[Provided text — start]

Generic VEL/SOF With or Without RBV for HIV/HCV Coinfected Patients

2017-08-16 16:08:21 | BioPortfolio


Data are limited regarding the effectiveness and safety of generic velpatasvir plus sofosbuvir (VEL/SOF) with or without ribavirin (RBV) for the treatment of hepatitis C virus (HCV) in patients with human immunodeficiency virus (HIV) coinfection. We aim to compare the effectiveness and safety of VEL/SOF with and without RBV for 12 weeks in HIV/HCV-coinfected and HCV-monoinfected patients The antiviral responses and the adverse events (AEs) are compare between the two groups. The characteristics potentially related to sustained virologic response 12 weeks off therapy (SVR12) are analyzed.


Due to the lack of effective vaccination and the shared routes of transmission, hepatitis C virus (HCV) infection remains a challenging co-morbidity in patients with human immunodeficiency virus (HIV) infection. It is estimated that approximately 2.3 million people are coinfected with HIV and HCV (HIV/HCV) in the world. Compared to patients with HCV monoinfection, HIV/HCV-coinfected patients tend to have higher serum HCV viral loads, faster hepatic fibrosis progression, and higher risks of hepatic decompensation. Following the commencement of scale-up antiretroviral therapy (ART) that decreases the HIV-related opportunistic infections and malignancies, the liver-related complications have now become the leading cause of morbidity and mortality in HIV/HCV-coinfected patients. On the other hand, the survival rate is improved if these patients achieve sustained virologic response (SVR) by anti-HCV agents.

On the basis of excellent efficacy and safety, treatment by interferon (IFN)-free direct acting antiviral agents (DAAs) has made a paradigm shift for HCV care. Velpatasvir (VEL) is an HCV non-structural protein 5A (NS5A) inhibitor and sofosbuvir (SOF) is an HCV NS5B nucleotide polymerase inhibitor. Both agents are active against HCV with pan-genotypic potency. A fixed-dose combination of VEL at a daily dosage of 100 mg and SOF at a daily dosage of 400 mg (VEL/SOF) with or without weight-based ribavirin (RBV) has been approved by U.S. Food and Drug Administration (FDA) and European Medicines Agency (EMA) to treat HCV genotype 1-6 patients with compensated and decompensated liver diseases, respectively. Recently, a phase 3 study of VEL/SOF to treat HCV infection in HIV-coinfected patients reveals that this regimen is safe and provides a high and comparable SVR rate to HCV-monoinfected patients.

[Provided text — finish]
[Data shown — start]

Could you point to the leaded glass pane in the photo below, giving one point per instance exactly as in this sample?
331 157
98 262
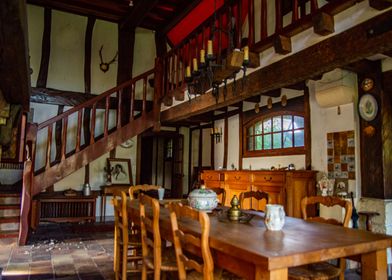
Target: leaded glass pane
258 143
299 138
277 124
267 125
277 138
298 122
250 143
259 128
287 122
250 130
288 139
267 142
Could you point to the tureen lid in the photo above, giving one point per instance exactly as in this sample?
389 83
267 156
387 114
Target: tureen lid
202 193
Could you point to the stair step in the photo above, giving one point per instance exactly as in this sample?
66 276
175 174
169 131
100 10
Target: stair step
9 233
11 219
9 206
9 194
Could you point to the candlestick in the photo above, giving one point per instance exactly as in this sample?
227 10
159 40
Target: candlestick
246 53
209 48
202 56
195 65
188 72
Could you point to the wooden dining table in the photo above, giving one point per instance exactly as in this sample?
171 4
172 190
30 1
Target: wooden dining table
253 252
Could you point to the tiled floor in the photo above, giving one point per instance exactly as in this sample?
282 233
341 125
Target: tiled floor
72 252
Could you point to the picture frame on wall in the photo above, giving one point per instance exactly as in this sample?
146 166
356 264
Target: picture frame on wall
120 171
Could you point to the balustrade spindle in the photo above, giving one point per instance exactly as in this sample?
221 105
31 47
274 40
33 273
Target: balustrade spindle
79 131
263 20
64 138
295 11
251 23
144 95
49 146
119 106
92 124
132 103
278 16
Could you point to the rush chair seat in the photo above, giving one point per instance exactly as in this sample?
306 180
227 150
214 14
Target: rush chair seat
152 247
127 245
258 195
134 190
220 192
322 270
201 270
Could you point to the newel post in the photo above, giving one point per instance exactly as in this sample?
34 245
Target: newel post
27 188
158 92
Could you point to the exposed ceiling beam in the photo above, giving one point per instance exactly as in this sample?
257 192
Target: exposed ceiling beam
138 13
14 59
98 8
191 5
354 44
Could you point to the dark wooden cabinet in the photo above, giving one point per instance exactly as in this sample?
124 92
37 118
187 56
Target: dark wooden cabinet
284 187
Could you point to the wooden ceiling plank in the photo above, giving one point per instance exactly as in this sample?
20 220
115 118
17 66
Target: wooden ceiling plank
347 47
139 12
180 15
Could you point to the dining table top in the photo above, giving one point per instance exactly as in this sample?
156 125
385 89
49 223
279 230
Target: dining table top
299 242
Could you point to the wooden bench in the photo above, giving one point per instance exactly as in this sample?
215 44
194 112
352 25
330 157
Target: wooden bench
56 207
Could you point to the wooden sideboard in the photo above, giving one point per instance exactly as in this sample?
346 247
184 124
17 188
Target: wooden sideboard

[Data shown — finish]

> _Assignment A_
Do these statements agree with the study summary? For each, answer yes or no and quote the deciding words. (i) About 2.3 million people worldwide are estimated to have both HIV and HCV. (ii) Velpatasvir works as an HCV NS5B nucleotide polymerase inhibitor. (iii) The planned comparison covers VEL/SOF with and without RBV given for 12 weeks.
> _Assignment B_
In the fixed-dose combination described in the study summary, what is the daily dosage of sofosbuvir?
> _Assignment C_
Please explain, using the study summary, why liver-related complications have become the leading cause of morbidity and mortality in HIV/HCV-coinfected patients.

> _Response area A_
(i) Yes: "It is estimated that approximately 2.3 million people are coinfected with HIV and HCV (HIV/HCV) in the world."
(ii) No: "Velpatasvir (VEL) is an HCV non-structural protein 5A (NS5A) inhibitor"
(iii) Yes: "compare the effectiveness and safety of VEL/SOF with and without RBV for 12 weeks"

> _Response area B_
The daily dosage of sofosbuvir is 400 mg.

> _Response area C_
After antiretroviral therapy was scaled up, HIV-related opportunistic infections and malignancies declined. As a result, liver-related complications now lead as the cause of morbidity and mortality in these patients.